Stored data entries
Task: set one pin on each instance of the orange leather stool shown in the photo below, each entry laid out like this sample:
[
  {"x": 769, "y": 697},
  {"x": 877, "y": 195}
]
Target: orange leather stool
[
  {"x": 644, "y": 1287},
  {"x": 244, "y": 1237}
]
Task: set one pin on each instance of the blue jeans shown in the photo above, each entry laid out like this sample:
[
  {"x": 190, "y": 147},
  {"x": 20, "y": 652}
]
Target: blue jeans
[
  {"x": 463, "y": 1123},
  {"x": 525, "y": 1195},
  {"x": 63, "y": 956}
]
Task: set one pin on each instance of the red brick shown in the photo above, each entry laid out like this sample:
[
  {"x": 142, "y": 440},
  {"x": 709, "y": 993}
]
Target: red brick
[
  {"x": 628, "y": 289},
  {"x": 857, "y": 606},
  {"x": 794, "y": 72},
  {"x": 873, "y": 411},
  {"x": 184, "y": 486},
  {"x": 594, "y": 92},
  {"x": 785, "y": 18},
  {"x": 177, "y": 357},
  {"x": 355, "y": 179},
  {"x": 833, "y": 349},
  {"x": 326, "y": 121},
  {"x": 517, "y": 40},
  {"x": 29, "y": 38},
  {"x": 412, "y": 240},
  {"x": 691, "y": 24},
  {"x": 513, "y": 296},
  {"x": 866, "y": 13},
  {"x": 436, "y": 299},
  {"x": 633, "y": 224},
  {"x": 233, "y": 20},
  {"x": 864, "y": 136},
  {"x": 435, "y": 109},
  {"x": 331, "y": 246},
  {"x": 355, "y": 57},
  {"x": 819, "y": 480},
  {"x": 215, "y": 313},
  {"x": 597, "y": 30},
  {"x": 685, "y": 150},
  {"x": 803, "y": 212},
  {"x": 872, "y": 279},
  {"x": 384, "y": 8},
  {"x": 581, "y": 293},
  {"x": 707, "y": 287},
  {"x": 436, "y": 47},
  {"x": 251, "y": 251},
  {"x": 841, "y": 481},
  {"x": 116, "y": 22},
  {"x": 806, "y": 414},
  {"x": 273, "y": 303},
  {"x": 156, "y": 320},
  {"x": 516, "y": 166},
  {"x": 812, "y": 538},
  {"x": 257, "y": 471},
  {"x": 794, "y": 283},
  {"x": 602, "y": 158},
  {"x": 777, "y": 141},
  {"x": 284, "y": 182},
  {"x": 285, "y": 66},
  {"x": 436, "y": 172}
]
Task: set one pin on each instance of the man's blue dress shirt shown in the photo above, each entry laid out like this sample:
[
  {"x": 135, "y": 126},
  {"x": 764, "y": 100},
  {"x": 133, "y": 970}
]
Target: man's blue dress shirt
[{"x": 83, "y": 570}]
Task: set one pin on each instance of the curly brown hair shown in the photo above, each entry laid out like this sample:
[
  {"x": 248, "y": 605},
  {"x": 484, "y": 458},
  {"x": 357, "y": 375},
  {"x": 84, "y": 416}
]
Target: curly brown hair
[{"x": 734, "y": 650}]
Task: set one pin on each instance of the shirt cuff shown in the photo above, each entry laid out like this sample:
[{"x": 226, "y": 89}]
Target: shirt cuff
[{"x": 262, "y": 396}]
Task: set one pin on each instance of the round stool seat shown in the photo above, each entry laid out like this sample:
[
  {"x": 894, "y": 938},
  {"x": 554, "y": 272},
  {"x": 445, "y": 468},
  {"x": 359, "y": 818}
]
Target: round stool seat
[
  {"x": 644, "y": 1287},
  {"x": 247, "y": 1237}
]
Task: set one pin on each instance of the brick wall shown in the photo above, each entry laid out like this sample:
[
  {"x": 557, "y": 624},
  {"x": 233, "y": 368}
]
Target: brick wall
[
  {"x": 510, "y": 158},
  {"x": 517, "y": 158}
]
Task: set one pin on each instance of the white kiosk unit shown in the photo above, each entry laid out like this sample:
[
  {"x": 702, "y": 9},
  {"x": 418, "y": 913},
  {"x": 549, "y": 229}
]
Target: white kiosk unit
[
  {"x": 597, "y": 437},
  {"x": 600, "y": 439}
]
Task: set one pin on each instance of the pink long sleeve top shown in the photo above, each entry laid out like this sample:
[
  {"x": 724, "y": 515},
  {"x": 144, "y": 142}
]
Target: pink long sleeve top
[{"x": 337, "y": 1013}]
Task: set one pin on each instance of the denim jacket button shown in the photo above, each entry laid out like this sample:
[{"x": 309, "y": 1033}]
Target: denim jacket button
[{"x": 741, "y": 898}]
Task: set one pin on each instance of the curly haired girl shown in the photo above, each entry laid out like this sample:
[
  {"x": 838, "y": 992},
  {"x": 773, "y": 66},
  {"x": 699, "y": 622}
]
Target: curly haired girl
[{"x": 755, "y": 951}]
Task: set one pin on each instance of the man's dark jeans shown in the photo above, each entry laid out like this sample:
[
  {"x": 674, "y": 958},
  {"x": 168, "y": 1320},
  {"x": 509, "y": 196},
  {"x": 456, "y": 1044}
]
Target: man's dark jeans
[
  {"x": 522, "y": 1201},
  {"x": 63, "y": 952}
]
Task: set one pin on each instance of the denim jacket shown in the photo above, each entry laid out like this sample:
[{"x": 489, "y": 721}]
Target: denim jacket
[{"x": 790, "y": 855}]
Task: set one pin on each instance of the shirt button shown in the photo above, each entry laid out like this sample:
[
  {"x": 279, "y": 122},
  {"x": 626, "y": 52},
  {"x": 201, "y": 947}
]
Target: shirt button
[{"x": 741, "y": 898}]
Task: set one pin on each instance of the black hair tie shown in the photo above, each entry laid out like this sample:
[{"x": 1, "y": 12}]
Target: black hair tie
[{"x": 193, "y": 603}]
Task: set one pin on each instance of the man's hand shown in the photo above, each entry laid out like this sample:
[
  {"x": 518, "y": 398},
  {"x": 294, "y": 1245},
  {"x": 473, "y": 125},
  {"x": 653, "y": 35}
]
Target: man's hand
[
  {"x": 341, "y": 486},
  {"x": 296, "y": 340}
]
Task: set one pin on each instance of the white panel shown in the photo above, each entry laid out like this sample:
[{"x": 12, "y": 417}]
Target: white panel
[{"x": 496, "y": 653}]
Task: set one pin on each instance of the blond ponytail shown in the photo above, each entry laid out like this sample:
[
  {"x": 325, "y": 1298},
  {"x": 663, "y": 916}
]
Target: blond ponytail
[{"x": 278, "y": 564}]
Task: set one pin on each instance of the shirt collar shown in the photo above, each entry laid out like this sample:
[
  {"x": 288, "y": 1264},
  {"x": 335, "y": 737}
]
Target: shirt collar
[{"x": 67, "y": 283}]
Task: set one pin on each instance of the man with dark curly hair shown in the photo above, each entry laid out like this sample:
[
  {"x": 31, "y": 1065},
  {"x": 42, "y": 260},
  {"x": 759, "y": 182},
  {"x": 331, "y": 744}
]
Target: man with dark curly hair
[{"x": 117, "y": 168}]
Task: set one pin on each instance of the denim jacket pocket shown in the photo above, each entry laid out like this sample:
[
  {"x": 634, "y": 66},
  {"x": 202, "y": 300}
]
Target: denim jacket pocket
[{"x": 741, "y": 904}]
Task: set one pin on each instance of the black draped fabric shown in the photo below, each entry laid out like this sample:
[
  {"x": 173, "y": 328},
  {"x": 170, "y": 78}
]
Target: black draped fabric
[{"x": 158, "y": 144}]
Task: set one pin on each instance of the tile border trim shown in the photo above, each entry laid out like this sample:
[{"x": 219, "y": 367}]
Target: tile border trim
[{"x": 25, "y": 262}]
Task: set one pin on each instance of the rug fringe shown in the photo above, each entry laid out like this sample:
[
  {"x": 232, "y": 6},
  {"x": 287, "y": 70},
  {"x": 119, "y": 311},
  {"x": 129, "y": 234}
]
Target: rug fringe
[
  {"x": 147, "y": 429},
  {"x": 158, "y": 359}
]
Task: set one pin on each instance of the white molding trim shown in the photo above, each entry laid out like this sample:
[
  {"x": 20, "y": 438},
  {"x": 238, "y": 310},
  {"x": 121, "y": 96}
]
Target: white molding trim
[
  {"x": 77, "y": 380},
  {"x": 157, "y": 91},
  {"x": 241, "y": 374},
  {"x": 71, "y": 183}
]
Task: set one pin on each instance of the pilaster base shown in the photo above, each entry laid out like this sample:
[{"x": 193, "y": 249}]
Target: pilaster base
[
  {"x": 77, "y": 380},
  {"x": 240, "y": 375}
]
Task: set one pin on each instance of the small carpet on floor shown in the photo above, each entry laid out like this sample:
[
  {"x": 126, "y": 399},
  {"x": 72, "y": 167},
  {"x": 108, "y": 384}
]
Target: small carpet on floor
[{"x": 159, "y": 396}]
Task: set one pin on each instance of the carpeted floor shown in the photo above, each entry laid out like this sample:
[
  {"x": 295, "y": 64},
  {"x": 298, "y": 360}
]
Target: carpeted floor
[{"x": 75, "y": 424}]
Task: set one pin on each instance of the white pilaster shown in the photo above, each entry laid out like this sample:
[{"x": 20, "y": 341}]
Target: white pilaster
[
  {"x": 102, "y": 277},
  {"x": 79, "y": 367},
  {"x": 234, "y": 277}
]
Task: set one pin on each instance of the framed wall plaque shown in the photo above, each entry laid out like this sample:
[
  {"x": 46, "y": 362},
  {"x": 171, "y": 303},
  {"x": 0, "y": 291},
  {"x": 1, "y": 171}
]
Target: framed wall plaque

_Exercise_
Which lines above hold the string "plaque"? Copy every one of them.

_Reply to the exercise_
Task: set one pin on each instance of the framed wall plaque shown in the photo above, each entry laid out like this sample:
Target: framed wall plaque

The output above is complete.